(EXERCISE INPUTS begins)

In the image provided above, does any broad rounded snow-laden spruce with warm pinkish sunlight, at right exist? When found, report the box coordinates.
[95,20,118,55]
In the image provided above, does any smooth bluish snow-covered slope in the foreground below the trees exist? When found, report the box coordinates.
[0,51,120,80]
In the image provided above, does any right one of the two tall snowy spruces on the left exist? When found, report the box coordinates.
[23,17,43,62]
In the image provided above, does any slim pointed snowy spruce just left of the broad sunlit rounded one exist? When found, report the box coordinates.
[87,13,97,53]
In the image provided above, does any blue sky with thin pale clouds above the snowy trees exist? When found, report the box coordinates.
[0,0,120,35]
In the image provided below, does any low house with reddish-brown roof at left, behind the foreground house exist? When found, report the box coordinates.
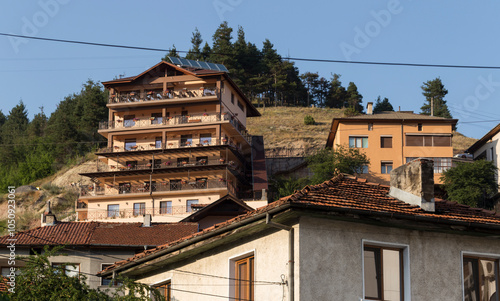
[0,212,198,289]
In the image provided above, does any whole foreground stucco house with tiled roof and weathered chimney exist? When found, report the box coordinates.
[100,160,500,301]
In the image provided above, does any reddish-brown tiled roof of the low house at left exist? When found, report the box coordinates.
[0,222,198,246]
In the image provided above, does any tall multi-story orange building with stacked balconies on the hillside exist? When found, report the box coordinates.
[77,58,267,221]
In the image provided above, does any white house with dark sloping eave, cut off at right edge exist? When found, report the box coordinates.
[466,124,500,185]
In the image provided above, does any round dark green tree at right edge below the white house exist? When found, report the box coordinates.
[441,160,498,208]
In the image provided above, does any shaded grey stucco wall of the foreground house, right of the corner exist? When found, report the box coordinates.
[298,217,500,300]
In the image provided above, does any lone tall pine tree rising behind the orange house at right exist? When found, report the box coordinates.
[420,77,452,118]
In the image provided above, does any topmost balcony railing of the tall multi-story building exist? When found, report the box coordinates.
[109,88,219,104]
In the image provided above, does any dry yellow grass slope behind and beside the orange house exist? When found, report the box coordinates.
[247,107,477,153]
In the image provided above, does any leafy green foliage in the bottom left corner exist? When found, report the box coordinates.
[3,246,165,301]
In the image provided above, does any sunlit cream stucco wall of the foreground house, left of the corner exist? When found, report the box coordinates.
[140,227,292,301]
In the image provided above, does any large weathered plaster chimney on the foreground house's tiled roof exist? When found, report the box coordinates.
[389,158,435,212]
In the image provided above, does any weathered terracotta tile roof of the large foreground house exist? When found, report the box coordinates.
[103,174,500,273]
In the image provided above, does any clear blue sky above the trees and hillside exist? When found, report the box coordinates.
[0,0,500,138]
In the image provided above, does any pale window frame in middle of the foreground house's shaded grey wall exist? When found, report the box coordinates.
[361,239,411,301]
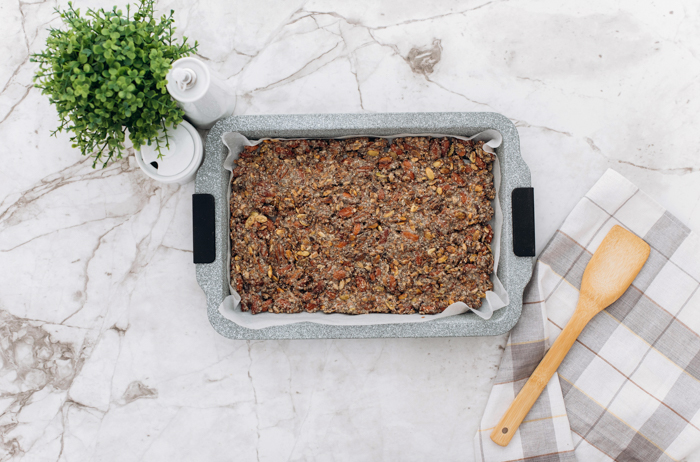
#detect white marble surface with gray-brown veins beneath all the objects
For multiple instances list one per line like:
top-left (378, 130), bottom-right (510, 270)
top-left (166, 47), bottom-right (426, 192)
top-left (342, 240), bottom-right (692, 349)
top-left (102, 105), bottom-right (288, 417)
top-left (0, 0), bottom-right (700, 461)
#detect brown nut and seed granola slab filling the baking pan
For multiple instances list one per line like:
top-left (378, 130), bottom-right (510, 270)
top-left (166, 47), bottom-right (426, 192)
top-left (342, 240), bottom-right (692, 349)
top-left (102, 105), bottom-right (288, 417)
top-left (230, 137), bottom-right (496, 314)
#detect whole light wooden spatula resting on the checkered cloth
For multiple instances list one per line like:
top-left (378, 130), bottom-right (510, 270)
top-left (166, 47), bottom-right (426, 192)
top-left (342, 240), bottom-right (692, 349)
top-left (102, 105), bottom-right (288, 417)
top-left (491, 225), bottom-right (649, 446)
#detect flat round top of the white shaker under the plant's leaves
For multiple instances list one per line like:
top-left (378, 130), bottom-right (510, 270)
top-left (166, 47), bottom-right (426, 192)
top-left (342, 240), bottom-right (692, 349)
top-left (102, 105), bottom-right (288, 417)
top-left (140, 121), bottom-right (199, 177)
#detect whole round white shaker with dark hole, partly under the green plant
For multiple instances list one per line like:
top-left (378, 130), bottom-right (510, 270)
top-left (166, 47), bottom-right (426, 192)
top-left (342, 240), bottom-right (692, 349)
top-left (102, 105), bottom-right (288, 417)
top-left (136, 120), bottom-right (204, 184)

(EXERCISE INPUTS ends)

#### TASK DETAILS:
Which of the lines above carry the string "plant"? Copy every one.

#### REPLY:
#detect flat round top of the white shaker under the plant's leaves
#detect whole round white shaker with dark hole, partly under the green plant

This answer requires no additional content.